[start Source]
One of those many variables is “Goodwill”. Goodwill is a slightly complex aspect of the selling process, and it has a major impact on the long-term health of the deal.

 

In this article, we want to cover how goodwill is taxed when selling a business. Let’s start by determining what goodwill is, how it works, and how you can use it to your advantage.

 

What is Goodwill When Selling a Business?

 

In the simplest terms, goodwill is a personal value you’ve gained with your customer base, suppliers, and other parts of your business model that are required for it to function. When you’ve built up quite a bit of it, you can assure your buyer that they will enjoy the benefits of your hard work in the sense that those established supply lines and customers will continue to do business with the company despite the change in ownership.

 

This “goodwill” is obviously intangible. It’s not a physical asset that the buyer can hold onto and know that it’s meaningful. This can produce some difficulties when you’re trying to use it to your advantage, but it is well worth the effort.

 

Why is Goodwill Important?

 

Goodwill is a key component of the selling process because it provides you with the opportunity to reduce the taxes you pay on the sale while maximizing your overall profits. This is because you can handle the goodwill transaction separate from the main asset sale to avoid capital gains rates that would otherwise dramatically raise the amount of taxation you face upon closing the sale.
[end Source]
[start Supplied information]
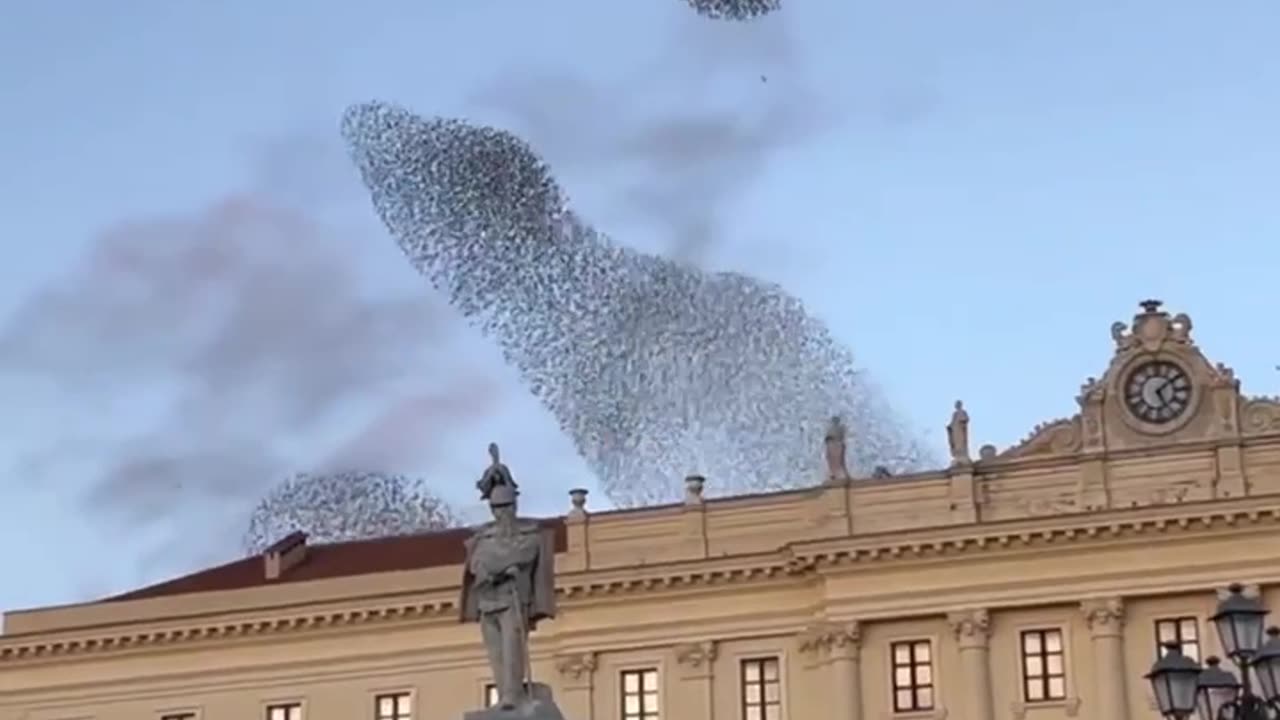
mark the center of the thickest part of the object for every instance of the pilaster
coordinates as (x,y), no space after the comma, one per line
(1105,618)
(837,647)
(576,683)
(972,629)
(695,666)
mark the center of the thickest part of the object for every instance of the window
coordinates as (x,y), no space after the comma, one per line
(762,689)
(1043,668)
(393,706)
(639,695)
(282,711)
(913,675)
(1182,630)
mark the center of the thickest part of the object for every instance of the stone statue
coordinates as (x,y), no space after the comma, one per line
(836,447)
(958,436)
(508,584)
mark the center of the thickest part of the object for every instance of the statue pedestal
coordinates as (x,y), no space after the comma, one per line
(538,706)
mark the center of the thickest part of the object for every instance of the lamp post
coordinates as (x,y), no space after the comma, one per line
(1183,688)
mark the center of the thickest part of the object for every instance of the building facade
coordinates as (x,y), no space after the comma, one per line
(1031,583)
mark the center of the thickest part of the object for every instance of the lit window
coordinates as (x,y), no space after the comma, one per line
(283,711)
(762,689)
(913,675)
(1043,666)
(393,706)
(1182,630)
(639,695)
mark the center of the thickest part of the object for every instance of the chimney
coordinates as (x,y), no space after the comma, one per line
(284,555)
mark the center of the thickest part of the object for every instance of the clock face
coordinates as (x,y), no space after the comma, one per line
(1157,392)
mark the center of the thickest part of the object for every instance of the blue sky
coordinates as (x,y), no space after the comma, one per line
(982,190)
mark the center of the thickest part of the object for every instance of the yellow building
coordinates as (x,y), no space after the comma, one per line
(1027,583)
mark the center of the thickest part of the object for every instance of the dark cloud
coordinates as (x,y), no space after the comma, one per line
(208,355)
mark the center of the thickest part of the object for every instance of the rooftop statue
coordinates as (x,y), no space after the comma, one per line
(508,584)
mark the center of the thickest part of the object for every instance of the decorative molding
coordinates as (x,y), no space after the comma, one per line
(936,714)
(1260,415)
(1070,707)
(576,665)
(696,656)
(823,641)
(1056,437)
(1105,616)
(801,559)
(972,627)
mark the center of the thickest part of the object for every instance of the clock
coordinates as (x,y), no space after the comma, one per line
(1157,392)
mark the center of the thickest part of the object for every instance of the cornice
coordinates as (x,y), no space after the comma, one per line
(809,556)
(794,563)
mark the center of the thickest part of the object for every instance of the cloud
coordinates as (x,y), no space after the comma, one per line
(202,356)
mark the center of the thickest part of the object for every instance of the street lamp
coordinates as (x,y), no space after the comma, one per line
(1184,688)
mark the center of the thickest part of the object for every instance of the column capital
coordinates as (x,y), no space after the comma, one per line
(576,669)
(695,659)
(827,641)
(972,627)
(1104,615)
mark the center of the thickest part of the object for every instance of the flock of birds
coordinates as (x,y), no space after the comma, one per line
(656,369)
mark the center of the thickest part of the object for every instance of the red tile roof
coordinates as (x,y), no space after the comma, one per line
(332,560)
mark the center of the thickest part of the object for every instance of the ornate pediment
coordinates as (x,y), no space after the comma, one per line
(1157,390)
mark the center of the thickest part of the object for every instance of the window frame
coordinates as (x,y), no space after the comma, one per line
(760,662)
(640,671)
(489,695)
(272,705)
(1043,655)
(914,686)
(378,696)
(1178,633)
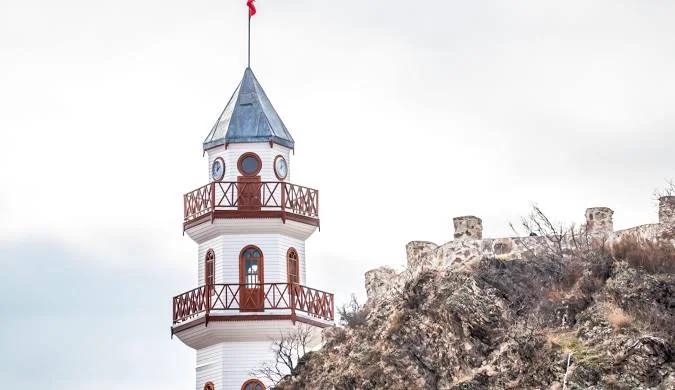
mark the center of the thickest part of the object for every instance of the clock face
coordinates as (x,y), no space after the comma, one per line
(218,169)
(280,167)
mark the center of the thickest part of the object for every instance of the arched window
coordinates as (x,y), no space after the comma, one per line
(251,279)
(293,266)
(252,384)
(210,268)
(251,264)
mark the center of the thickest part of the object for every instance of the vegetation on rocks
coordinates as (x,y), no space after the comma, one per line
(494,324)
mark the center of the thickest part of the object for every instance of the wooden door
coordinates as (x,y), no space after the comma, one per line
(248,188)
(251,282)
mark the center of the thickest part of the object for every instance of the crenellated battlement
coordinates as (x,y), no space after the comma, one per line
(468,244)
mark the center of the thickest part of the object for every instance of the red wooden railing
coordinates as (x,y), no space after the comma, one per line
(259,297)
(264,195)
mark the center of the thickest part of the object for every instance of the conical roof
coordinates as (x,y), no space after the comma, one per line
(249,117)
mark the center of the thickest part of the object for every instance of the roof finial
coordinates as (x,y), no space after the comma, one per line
(251,12)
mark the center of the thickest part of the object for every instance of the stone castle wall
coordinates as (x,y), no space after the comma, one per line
(469,245)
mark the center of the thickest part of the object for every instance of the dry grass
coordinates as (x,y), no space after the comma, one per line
(619,319)
(653,257)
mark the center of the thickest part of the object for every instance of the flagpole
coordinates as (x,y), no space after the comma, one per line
(249,40)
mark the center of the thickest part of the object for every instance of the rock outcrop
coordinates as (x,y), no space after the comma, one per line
(488,314)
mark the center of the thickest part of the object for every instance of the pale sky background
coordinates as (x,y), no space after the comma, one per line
(405,114)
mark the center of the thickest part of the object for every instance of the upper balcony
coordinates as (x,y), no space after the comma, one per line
(251,199)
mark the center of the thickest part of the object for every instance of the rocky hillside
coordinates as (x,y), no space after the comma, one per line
(496,324)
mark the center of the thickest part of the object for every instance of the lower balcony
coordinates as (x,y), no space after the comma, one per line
(283,200)
(242,302)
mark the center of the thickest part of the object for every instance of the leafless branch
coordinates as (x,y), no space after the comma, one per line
(288,349)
[end Supplied information]
(Given exercise 1):
According to the text on goodwill, what opportunity does goodwill give a seller when a business is sold?
(Given exercise 2):
Write out the stretch of the text on goodwill from "In the simplest" through "worth the effort.".
The records have no connection to the text on goodwill.

(Expected answer 1):
It gives the seller the opportunity to reduce the taxes paid on the sale while maximizing overall profits.

(Expected answer 2):
In the simplest terms, goodwill is a personal value you’ve gained with your customer base, suppliers, and other parts of your business model that are required for it to function. When you’ve built up quite a bit of it, you can assure your buyer that they will enjoy the benefits of your hard work in the sense that those established supply lines and customers will continue to do business with the company despite the change in ownership.

 

This “goodwill” is obviously intangible. It’s not a physical asset that the buyer can hold onto and know that it’s meaningful. This can produce some difficulties when you’re trying to use it to your advantage, but it is well worth the effort.